Условие задания A.
Перепишите без изменений отрывок текста о царской судебной системе: от «Учитывая сложности комплектования» до «при занятии должности[183].» включительно.
Условие задания B.
Объясните по тексту о царской судебной системе, почему в 1678 году подьячим Московского судного приказа велели фиксировать при обыске только «общие ссылки» сторон. Ответ должен занимать от одного до трех предложений.
Условие задания C.
Напишите продолжение текста о царской судебной системе, начиная сразу после его последнего предложения.

Учитывая сложности комплектования штата, мы не можем не удивиться тому, сколь много сил государство вкладывало в создание судебной системы. В.Н. Глазьев замечал, что Разбойный приказ «упорно работал» над тем, чтобы местные сообщества избирали необходимых людей, желая быть уверенным в хорошей работе губных изб. Питер Браун изумляется «сильному энтузиазму профессионализма» и «служилому этосу», демонстрируемому приказными, чье вознаграждение едва покрывало издержки службы или их жалованье. Он объясняет такое отношение надеждой приказных дослужиться до верхних ступеней чиновной лестницы, страхом наказания и увольнения по результатам частых инспекций, престижем деятельности, связанной с грамотностью, и религиозными основами их присяги, приносимой при занятии должности[183].
Валери Кивельсон предлагает, по-видимому, несколько иное объяснение тому, почему государство и чиновников заботило поддержание достойной судебной системы. Она утверждает, что легитимность государства базировалась на своего рода общественном договоре. Люди служили, зная, что царь позаботится о них. В обязанности царя входила забота о бедных, защита невинных и распространение христианского милосердия и сострадания. На законодательном уровне подобные ожидания отражались в парадоксальной дилемме: исследуя земельные дела, Кивельсон показывает упорное стремление служащих Поместного приказа распутывать дела бесконечной сложности (еще более запутывавшиеся хитрыми манипуляциями сторон), объясняя их рвение к царскому «всеобъемлющему, универсальному обещанию честно и милостиво поддерживать правосудие». Подобное взаимодействие не только укрепляло легитимность царской власти, но и способствовало интеграции власти и общества[184].
С этим можно только согласиться; в качестве примера стоит привести многочисленные царские указы, выражавшие заботу о местных сообществах и их обремененности налогами и службой. Указ о постройке нового губного стана в Новгородском уезде в 1663 году, например, велит губному старосте собирать материалы на постройку, губных служителей и «подмогу» для них с местного населения, но не более необходимого, «чтобы тем сошным людем убытков не чинити». Указы 1679 года, отменявшие губные избы и ряд других местных должностей и сборов, говорили именно об уменьшении «тягости» для населения. В 1678 году в боярском приговоре подьячим Московского судного приказа было велено, чтобы при направлении на места для проведения обыска они фиксировали только «общие ссылки» сторон, а не переписывали все дело целиком, «чтобы за тем исцом и ответчиком многия волокиты не было»[185]. Проявленная забота никак не могла компенсировать тяготы службы, но в ней отразилось трезвое осознание возможностей людей поддерживать государство, а кроме того, она подтверждала статус царя – пастыря своих подданных.
В каком-то смысле действия государства, хотя и ослабленные недостатком ресурсов и населения, продемонстрировали его функционирование как исполнителя царских идеологических обязательств. В то же время постоянные требования людей исправить несправедливость – в частных и коллективных челобитных от Севера до Сибири и южных рубежей – свидетельствовали об их уверенности в том, что у государства можно в этом найти отклик. В следующих двух главах мы рассмотрим, насколько успешно царское правительство реагировало на запросы на проведение расследований и судебных процессов.

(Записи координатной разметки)
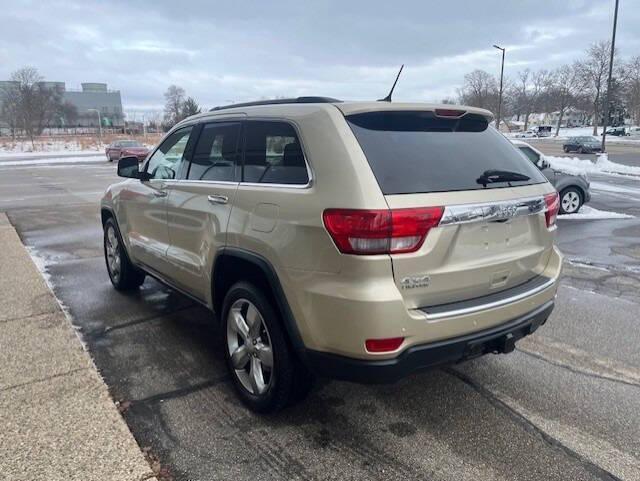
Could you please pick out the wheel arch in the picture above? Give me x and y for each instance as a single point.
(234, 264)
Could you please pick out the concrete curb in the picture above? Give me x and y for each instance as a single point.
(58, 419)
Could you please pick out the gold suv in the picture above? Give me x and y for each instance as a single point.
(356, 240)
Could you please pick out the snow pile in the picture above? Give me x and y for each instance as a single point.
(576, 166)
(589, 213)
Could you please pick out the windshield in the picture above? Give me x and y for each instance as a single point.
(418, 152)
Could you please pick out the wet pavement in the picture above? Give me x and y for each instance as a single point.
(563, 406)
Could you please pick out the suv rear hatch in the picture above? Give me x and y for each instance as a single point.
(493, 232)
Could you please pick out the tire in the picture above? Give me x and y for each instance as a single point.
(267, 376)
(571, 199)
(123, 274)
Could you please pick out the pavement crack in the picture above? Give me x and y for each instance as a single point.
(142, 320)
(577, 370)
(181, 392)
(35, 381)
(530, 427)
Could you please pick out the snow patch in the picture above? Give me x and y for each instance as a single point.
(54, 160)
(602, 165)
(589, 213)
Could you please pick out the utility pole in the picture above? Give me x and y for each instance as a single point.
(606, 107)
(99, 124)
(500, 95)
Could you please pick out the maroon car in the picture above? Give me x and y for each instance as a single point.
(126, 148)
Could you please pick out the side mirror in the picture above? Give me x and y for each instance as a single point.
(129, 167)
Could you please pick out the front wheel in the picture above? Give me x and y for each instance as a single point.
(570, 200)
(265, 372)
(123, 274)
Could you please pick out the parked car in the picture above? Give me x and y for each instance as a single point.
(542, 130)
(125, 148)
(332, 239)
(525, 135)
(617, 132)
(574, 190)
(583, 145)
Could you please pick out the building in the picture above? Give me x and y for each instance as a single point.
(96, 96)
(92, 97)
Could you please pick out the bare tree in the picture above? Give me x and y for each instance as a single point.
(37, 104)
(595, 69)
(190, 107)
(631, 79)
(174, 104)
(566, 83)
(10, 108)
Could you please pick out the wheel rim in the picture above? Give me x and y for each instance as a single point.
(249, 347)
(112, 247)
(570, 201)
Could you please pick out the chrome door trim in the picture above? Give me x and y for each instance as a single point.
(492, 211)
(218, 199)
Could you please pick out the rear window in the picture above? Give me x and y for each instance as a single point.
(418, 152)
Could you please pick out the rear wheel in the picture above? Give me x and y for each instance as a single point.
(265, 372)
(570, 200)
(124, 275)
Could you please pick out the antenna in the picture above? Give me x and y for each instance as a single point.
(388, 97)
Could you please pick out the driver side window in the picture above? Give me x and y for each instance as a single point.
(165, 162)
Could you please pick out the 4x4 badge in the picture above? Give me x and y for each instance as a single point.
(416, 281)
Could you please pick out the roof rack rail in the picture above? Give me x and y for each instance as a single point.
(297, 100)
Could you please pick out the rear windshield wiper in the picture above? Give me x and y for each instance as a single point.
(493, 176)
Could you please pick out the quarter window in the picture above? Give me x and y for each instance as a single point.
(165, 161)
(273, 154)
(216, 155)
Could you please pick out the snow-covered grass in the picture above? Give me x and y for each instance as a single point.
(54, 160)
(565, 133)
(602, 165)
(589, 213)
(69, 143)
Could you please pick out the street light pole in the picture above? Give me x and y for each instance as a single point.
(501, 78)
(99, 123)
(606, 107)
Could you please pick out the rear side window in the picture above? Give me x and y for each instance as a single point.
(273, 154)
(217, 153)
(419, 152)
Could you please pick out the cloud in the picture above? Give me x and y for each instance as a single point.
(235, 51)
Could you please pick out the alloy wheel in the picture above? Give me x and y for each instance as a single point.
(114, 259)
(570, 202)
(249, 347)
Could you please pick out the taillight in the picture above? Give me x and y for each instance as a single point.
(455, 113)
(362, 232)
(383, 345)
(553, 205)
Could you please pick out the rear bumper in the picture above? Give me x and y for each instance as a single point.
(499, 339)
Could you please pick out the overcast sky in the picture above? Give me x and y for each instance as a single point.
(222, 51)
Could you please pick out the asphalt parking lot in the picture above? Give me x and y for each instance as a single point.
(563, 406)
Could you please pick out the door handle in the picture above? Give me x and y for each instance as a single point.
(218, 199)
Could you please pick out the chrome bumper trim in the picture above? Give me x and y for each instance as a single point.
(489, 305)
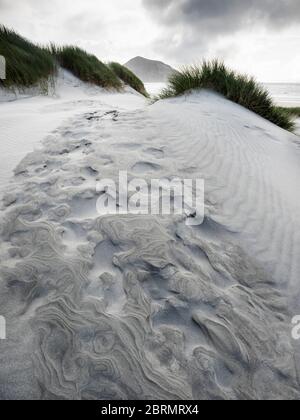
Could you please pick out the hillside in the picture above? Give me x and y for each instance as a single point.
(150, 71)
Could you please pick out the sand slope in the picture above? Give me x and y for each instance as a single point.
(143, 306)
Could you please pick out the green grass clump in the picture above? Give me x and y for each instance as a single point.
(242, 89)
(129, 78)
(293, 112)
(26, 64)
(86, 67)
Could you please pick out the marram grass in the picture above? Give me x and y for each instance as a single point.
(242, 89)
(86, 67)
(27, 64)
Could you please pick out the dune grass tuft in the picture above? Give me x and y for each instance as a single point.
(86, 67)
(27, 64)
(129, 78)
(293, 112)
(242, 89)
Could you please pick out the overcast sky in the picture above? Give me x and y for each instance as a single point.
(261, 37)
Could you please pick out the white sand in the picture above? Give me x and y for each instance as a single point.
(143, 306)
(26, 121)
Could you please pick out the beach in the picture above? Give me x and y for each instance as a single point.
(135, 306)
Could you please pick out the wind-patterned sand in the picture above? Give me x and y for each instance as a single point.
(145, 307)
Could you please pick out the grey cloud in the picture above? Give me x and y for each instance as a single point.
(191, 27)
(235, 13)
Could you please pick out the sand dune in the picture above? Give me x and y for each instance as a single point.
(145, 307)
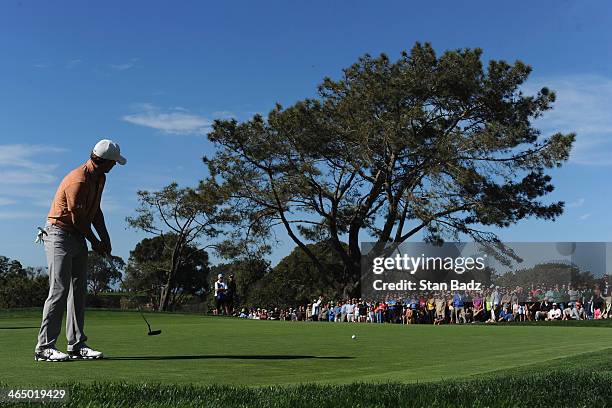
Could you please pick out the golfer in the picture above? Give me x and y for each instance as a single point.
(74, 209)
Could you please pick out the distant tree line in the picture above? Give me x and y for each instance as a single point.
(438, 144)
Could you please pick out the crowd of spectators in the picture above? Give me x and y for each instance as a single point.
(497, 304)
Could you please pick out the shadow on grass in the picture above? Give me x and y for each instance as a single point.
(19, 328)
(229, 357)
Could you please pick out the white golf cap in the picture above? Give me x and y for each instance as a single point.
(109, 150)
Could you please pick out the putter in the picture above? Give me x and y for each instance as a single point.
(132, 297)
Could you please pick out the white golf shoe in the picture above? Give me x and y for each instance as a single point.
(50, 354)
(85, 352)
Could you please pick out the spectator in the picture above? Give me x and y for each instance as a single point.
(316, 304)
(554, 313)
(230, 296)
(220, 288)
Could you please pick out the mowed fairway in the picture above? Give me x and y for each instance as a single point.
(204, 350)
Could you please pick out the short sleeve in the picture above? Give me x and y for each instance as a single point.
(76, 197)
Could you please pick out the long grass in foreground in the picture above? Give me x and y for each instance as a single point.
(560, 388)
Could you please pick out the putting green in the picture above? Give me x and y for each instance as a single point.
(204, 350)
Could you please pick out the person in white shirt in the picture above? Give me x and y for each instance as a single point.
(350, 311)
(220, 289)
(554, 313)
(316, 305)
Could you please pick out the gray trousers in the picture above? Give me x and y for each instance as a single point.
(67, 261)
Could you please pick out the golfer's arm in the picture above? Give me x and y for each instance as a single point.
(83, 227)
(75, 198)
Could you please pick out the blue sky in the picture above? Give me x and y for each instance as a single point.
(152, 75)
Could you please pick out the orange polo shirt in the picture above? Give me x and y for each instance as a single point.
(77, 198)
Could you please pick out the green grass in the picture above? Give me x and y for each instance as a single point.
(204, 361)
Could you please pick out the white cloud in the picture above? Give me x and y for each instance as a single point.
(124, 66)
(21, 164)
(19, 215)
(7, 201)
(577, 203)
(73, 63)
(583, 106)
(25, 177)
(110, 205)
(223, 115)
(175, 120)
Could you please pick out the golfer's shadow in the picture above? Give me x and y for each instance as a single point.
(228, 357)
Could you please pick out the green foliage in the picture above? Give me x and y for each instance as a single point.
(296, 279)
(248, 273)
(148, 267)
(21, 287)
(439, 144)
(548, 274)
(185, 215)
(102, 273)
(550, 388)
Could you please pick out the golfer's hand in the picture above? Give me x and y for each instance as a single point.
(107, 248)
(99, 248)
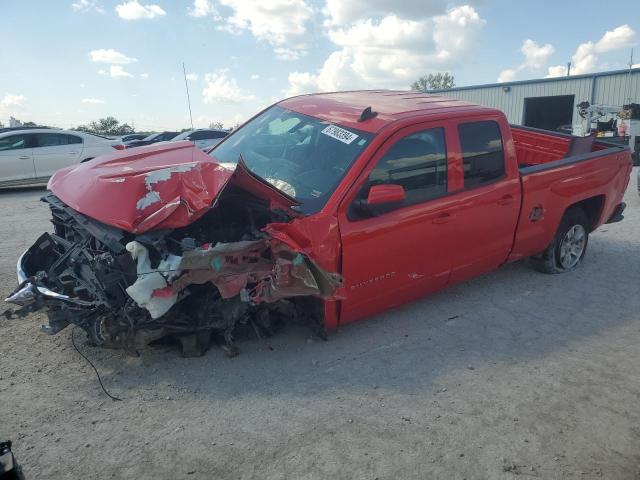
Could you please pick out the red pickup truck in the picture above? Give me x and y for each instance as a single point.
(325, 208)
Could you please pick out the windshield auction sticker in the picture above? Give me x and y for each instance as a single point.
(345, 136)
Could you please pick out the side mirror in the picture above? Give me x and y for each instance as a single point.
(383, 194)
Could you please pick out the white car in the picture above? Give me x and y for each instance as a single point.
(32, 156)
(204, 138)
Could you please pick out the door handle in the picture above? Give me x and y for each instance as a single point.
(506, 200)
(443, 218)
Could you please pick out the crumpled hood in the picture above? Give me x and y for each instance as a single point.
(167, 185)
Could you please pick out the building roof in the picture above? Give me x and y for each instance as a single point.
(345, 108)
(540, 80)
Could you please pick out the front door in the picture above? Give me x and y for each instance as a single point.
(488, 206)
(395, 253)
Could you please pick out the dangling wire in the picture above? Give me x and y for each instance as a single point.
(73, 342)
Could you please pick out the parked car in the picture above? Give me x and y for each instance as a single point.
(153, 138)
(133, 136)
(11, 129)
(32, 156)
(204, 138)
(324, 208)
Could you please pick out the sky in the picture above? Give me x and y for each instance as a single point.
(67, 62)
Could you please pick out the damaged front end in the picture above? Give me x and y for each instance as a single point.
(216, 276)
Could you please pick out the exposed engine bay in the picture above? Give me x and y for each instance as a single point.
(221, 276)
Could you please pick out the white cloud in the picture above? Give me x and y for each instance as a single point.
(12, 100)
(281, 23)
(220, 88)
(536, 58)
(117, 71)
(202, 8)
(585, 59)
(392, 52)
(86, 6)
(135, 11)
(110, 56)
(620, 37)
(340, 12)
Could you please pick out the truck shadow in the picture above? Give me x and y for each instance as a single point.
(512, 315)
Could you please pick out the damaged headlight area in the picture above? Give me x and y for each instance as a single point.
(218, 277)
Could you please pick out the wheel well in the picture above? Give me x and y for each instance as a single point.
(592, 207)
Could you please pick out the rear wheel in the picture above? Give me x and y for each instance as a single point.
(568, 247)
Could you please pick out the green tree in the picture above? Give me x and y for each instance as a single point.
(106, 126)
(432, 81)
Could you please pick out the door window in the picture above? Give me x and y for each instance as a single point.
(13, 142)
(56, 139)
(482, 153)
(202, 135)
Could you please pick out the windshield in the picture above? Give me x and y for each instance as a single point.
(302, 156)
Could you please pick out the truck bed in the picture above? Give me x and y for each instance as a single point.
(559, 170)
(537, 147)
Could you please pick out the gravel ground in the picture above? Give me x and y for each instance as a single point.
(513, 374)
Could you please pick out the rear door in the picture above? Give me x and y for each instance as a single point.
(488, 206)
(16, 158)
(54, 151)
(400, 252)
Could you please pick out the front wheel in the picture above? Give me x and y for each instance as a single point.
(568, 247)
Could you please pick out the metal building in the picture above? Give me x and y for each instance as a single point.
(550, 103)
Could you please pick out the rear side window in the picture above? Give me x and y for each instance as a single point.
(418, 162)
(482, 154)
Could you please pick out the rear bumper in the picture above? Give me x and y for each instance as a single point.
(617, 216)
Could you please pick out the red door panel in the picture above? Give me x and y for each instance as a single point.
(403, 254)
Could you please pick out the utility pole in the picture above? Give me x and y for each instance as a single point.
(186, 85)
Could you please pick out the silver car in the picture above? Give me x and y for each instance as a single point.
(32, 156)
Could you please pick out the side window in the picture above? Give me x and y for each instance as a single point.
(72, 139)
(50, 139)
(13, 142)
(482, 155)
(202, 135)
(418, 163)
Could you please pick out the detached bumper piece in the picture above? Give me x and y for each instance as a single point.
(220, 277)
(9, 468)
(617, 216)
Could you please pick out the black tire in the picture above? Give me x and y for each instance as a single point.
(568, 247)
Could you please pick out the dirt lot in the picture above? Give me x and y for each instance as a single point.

Ответ на задание A.
Учитывая сложности комплектования штата, мы не можем не удивиться тому, сколь много сил государство вкладывало в создание судебной системы. В.Н. Глазьев замечал, что Разбойный приказ «упорно работал» над тем, чтобы местные сообщества избирали необходимых людей, желая быть уверенным в хорошей работе губных изб. Питер Браун изумляется «сильному энтузиазму профессионализма» и «служилому этосу», демонстрируемому приказными, чье вознаграждение едва покрывало издержки службы или их жалованье. Он объясняет такое отношение надеждой приказных дослужиться до верхних ступеней чиновной лестницы, страхом наказания и увольнения по результатам частых инспекций, престижем деятельности, связанной с грамотностью, и религиозными основами их присяги, приносимой при занятии должности[183].

Ответ на задание B.
Боярский приговор запрещал подьячим переписывать дело целиком и требовал фиксировать лишь «общие ссылки» сторон. Так истца и ответчика избавляли от долгой волокиты.

Ответ на задание C.
Глава 3. Правоохранительные кадры и общество
В 1676 году белозерский воевода расследовал убийство одного и нанесение тяжких телесных повреждений восьми другим крестьянам в результате драки во время земельного спора крестьян двух господ. Воевода направил губного целовальника и площадного подьячего на осмотр мертвого тела и ранений пострадавших, а также приказал приставу арестовать обвиняемых, отказавшихся явиться к властям. Неповиновение дошло до предела, когда воевода потребовал от сотского одной из деревень собрать свидетелей для осмотра спорной земли. Деревенский староста, участник конфликта, отказался сотрудничать и пытался саботировать следственные действия. Людям воеводы пришлось отступить, и, как позднее докладывал сотский, их ночной лагерь у реки подвергся обстрелу со стороны деревенских жителей[186].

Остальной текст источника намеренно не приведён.